**Document section:**
· · · · · · ·
About the job
Preference Model creates new types of training data to help artificial intelligence systems improve beyond their current limits. The team specializes in building reinforcement learning environments that test both research and engineering abilities, giving models the chance to learn from realistic feedback. Founded by former members of Anthropic’s data division, Preference Model draws on experience building data infrastructure, tokenizers, and datasets for Claude. The company partners with top AI labs and is backed by a16z.
Role overview
This entry-level machine learning engineer position is based in San Francisco and is intended for recent graduates. The focus is on building and maintaining the infrastructure that powers Preference Model’s reinforcement learning training pipeline. The team is small, so each engineer takes responsibility for their projects. Deep production experience is not required, but strong technical fundamentals, curiosity about reinforcement learning, and the ability to learn quickly are essential.
What you will do
- Develop and scale distributed training systems with PyTorch
- Design automation for monitoring, debugging, and recovery during large-scale training runs
- Collaborate with researchers to turn RL training experiments into dependable infrastructure
- Enhance performance and reliability for GPU and TPU workloads
Requirements
- Recent graduate (BS, MS, or PhD) in Computer Science, Machine Learning, or a related field
- Interest in reinforcement learning and AI infrastructure
· · · · · · ·
**Raw data:**
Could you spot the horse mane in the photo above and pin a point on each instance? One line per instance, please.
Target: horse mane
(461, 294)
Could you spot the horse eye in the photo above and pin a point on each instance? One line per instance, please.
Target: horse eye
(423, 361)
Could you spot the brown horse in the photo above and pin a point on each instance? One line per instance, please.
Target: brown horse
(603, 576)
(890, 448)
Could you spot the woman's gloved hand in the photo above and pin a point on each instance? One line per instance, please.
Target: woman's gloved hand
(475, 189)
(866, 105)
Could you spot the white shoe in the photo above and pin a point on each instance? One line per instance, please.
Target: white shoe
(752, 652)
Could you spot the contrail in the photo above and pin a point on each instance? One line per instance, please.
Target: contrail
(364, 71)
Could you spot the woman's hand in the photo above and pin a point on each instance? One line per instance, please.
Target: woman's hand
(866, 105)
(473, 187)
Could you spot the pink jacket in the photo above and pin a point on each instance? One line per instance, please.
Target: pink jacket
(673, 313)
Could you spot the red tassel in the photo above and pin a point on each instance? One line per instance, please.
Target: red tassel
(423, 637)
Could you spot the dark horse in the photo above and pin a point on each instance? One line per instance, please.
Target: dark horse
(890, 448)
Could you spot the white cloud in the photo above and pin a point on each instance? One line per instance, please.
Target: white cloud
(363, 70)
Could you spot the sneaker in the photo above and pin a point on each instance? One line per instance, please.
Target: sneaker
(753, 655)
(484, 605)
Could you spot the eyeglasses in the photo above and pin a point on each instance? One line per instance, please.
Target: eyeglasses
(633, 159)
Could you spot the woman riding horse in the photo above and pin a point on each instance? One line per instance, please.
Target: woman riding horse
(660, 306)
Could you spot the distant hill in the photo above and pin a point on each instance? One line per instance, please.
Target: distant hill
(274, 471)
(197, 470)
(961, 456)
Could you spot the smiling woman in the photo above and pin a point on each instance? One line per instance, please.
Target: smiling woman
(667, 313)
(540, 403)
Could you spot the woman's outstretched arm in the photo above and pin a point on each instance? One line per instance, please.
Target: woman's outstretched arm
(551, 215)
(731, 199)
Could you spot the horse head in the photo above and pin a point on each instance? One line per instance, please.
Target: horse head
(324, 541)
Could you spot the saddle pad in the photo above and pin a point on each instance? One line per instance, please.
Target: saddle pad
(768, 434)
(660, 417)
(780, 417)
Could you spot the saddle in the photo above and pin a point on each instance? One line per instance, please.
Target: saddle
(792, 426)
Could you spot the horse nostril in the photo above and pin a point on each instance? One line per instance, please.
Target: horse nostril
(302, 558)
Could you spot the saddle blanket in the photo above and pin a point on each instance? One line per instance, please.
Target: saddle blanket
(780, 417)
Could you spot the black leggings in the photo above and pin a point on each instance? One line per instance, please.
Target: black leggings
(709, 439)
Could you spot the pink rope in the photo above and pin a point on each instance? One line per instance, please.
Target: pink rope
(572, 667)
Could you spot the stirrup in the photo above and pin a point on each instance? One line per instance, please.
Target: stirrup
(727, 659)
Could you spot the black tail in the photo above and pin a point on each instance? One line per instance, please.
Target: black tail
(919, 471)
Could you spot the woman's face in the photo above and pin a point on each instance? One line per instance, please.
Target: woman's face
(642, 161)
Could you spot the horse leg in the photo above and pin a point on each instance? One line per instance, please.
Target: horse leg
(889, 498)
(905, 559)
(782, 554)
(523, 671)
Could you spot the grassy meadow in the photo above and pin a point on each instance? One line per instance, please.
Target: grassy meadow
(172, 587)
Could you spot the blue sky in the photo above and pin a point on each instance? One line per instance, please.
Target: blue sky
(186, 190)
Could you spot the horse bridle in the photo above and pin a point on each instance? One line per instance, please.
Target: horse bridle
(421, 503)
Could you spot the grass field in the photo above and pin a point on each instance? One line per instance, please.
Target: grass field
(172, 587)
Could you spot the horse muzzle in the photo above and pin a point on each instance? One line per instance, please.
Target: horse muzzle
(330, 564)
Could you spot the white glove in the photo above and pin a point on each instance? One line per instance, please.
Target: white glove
· · · · · · ·
In the job posting above, in which city is the entry-level machine learning engineer position based?

San Francisco